> Reading text:
++++++++++

Monday, May 7, 2012

When Good Cliches Go Bad


“You, sir, are a masher and a cad!”
“Who shall hold me responsible for being beguiled by such a nymph?”
“Yeah, well, your approach really threw me for a loop.”
“You’re in the major leagues now, fair maiden.”
Er, what?
Imagine you’re reading a romance novel set in a place and time that requires a specific parlance: Regency English, for example, or early-20th-century American English, or even that funky-formal-high-fantasy speak. Now imagine falling into the unfamiliar but intriguing rhythms of the language, feeling it lull you into a cozy state of sleepy receptivity. And then, out of nowhere, BAM!, an idiom squeaks its way into the symphony, jarring you back into the real world.
Alas, the dreaded novelist trap has been sprung: you as a reader have become aware of the mechanics of the story.
As authors, we should of course be wary of slipping into the verbal shortcuts of clichés, colloquialisms, idioms, and slang. It’s an English 101 lesson, sure, but clichés diminish the impact of our writing by doing the thinking for our readers. A reader presented with a colloquialism fails to use her imagination, meaning she becomes less emotionally and mentally involved with our carefully-crafted story.
Okay, that said, I have to admit I’m not opposed to characters employing the occasional slang; heck, using clichés or platitudes may become an endearing or annoying trait of a particular character. Nothing wrong with that, right? The keys are authorial awareness and intentionality.
So, unless used with intention, I suggest we remain vigilant against those insidious idioms, clichés, and slang terms. And, it must be said, this is especially important for those of us who write stories set in different places and times. In historical and fantasy realms, there’s just something especially eye-twitch-worthy about encountering modern, regionally-specific concepts and phrases. I mean, let’s get real: Nothing says amateurish like a Victorian heroine discussing her “excess baggage,” amiright?
Cliches and idioms can be powerful instruments in our authorial symphony, but we need to make sure and wield them wisely and well.

Sunday, January 1, 2012

GODDESS ELLE, or, Why I Write

As writers, we sometimes feel like gods. Not just of our make-believe worlds -- where we decide on the parameters of existence and, if our characters and situations comply (as gods everywhere can attest, subjects don’t always do as they’re told), of the ebb and flow of action and feeling – but of this world we all inhabit. And isn’t that part of the seduction of writing? By decoding our worlds into paragraphs, sentences, words, and punctuation, we define the boundaries, decide how to interpret events, choose what matters and what doesn’t.

Our lived worlds aren’t neat or tidy. Single emotions are vast enough to inspire countless paintings, poems, and essays, and that’s just one component of our lives. Approximately 80 billion things are happening every single second. Living in this world and deciding how to navigate its vast complexities is difficult and often frustrating. From the time we’re children, we have to learn what to recognize and ignore, value and not, touch or look or eat. And all the while we categorize and catalog, trying to tear into understandable, bite-sized chunks a world that lives and breathes and moves in glorious four-dimensionality.

++++++++++

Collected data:
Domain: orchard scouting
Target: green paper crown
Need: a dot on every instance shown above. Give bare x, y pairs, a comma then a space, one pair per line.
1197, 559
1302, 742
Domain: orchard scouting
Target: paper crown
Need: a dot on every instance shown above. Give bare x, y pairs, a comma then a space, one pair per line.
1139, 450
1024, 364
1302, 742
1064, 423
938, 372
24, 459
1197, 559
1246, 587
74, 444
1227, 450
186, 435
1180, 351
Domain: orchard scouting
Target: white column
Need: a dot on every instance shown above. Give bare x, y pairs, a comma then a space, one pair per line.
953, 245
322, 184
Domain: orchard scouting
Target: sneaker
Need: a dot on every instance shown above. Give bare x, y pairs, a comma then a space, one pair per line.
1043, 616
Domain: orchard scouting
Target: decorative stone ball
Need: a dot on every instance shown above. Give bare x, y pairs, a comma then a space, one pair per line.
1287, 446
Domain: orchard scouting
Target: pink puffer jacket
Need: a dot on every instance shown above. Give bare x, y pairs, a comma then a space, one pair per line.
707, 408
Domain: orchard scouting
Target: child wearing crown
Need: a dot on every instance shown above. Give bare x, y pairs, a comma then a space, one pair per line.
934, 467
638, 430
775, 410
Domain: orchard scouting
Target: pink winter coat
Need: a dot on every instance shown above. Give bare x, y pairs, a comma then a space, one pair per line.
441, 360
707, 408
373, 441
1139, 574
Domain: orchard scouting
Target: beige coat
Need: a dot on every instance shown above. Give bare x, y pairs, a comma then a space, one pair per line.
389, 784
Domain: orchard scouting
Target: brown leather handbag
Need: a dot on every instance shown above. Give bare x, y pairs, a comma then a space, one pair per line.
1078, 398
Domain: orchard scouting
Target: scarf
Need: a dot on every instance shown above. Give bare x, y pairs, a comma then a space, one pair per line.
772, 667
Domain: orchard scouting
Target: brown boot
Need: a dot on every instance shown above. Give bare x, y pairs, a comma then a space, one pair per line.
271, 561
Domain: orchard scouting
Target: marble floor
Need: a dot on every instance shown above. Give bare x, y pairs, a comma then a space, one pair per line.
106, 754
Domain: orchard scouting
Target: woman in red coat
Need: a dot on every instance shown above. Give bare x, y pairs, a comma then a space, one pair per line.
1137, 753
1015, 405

++++++++++

> Actions to take:
A. What does the post on clichés in the blog posts name as the keys to a character's use of slang?
B. Summarize the blog posts in two sentences.
The material is unrelated to the blog posts.

> Task-by-task results:
A. Authorial awareness and intentionality.

B. The first post warns that clichés, idioms, and slang pull readers out of a story and weaken writing by doing their thinking for them, especially in historical and fantasy settings, though a character may use them if the author does so with awareness and intention. The second post says writers sometimes feel like gods because turning a complex, untidy world into words lets them define boundaries, interpret events, and choose what matters.